[BEGIN Page extract]
People v. Kelley, 10 Ill. App. 3d 193 (1973)

Feb. 22, 1973 · Illinois Appellate Court · No. 72-164
10 Ill. App. 3d 193

The People of the State of Illinois, Plaintiff-Appellee, v. Jimmy L. Kelley, Defendant-Appellant.

(No. 72-164;

Second District

February 22, 1973.

Frank P. Vella, Jr., of Rockford, for appellant.

William J. Scott, Attorney General, of Springfield, and John B. Roe, State’s Attorney, of Oregon, (James B. Zagel, Assistant Attorney General, of counsel,) for the People.

*194Mr. JUSTICE THOMAS J. MORAN

delivered the opinion of the court:

A jury found defendant guilty of the offense of murder in the drowning of a 12-year old girl in Byron, Ogle County, on June 29, 1970. On appeal, defendant contends that the trial court erred in denying his motion to suppress as involuntary two separate oral statements.

Defendant had been questioned at the time of the occurrence. (It was he who had reported “a drowning” to several people, including the police.) He was not then charged.

The first statement which defense sought to suppress was made to one Duane Bailey, Chief of Police of South Beloit, with whom defendant had a prior acquaintance.
[END Page extract]
[BEGIN Data lines]
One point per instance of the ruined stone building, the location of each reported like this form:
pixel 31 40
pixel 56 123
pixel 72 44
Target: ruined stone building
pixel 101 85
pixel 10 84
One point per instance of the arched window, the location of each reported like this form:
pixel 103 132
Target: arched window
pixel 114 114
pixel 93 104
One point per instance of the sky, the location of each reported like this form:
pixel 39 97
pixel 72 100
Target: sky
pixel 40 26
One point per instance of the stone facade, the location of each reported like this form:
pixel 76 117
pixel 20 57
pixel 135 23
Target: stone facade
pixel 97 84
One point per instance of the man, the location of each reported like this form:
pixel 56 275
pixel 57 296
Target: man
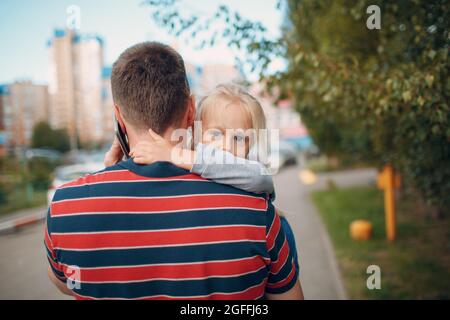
pixel 157 231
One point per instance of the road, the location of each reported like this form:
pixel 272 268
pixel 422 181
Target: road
pixel 23 266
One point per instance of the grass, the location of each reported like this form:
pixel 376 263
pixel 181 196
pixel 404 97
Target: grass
pixel 415 266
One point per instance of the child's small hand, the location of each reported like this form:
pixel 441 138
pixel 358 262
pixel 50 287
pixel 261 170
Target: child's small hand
pixel 147 152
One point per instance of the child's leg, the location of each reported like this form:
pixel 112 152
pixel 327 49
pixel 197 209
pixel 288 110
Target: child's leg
pixel 291 240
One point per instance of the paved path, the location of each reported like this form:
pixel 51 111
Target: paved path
pixel 319 272
pixel 23 266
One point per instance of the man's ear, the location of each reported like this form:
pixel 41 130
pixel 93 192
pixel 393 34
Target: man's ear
pixel 119 118
pixel 191 111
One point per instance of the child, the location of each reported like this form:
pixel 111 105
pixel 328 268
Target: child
pixel 225 114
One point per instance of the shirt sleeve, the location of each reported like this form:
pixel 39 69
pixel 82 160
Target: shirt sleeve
pixel 224 167
pixel 51 254
pixel 282 275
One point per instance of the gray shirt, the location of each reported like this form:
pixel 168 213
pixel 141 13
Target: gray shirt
pixel 224 167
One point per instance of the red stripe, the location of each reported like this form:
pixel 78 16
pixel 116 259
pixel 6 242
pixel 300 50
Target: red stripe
pixel 282 257
pixel 178 271
pixel 285 281
pixel 273 232
pixel 158 238
pixel 124 175
pixel 48 244
pixel 155 204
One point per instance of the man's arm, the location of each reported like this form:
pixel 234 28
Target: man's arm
pixel 282 282
pixel 54 271
pixel 295 293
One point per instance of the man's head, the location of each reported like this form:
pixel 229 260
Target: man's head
pixel 150 88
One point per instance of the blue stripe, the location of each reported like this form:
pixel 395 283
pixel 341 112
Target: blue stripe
pixel 180 254
pixel 172 288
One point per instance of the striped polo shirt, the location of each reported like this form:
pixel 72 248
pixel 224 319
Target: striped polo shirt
pixel 160 232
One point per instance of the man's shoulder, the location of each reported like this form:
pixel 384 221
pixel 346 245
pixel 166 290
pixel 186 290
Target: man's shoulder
pixel 78 185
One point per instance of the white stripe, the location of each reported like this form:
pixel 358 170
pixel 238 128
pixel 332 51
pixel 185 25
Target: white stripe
pixel 158 230
pixel 172 279
pixel 176 297
pixel 158 246
pixel 154 212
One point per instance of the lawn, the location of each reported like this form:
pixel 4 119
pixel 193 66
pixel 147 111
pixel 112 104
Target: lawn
pixel 415 266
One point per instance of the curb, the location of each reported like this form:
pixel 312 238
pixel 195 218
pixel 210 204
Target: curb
pixel 17 223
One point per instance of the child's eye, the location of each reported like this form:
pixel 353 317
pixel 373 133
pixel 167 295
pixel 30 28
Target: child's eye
pixel 216 133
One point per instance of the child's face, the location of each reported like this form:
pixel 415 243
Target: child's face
pixel 225 128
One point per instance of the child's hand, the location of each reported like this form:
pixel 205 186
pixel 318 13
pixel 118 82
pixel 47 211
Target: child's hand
pixel 157 149
pixel 114 154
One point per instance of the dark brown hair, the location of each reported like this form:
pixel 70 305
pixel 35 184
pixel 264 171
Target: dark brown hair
pixel 150 86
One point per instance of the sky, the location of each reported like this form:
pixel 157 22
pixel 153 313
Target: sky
pixel 27 25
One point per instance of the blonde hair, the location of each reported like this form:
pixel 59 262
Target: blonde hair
pixel 233 94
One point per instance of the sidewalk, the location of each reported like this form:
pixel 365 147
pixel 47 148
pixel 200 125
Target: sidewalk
pixel 319 272
pixel 12 221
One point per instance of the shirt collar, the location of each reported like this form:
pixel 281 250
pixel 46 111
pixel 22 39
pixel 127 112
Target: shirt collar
pixel 157 169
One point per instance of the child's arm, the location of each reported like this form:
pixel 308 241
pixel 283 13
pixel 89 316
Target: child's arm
pixel 209 162
pixel 224 167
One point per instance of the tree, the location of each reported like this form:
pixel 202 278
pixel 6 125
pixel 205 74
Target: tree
pixel 378 95
pixel 46 137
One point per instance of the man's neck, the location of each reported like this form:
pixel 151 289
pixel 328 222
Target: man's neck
pixel 136 137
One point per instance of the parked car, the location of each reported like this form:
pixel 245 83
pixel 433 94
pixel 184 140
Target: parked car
pixel 68 173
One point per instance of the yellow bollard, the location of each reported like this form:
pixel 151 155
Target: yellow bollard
pixel 388 181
[END Data lines]
What you should do:
Write out the passage of the court opinion above from "William J. Scott, Attorney" up to and including "not then charged.", word for word.

Output of the exercise:
William J. Scott, Attorney General, of Springfield, and John B. Roe, State’s Attorney, of Oregon, (James B. Zagel, Assistant Attorney General, of counsel,) for the People.

*194Mr. JUSTICE THOMAS J. MORAN

delivered the opinion of the court:

A jury found defendant guilty of the offense of murder in the drowning of a 12-year old girl in Byron, Ogle County, on June 29, 1970. On appeal, defendant contends that the trial court erred in denying his motion to suppress as involuntary two separate oral statements.

Defendant had been questioned at the time of the occurrence. (It was he who had reported “a drowning” to several people, including the police.) He was not then charged.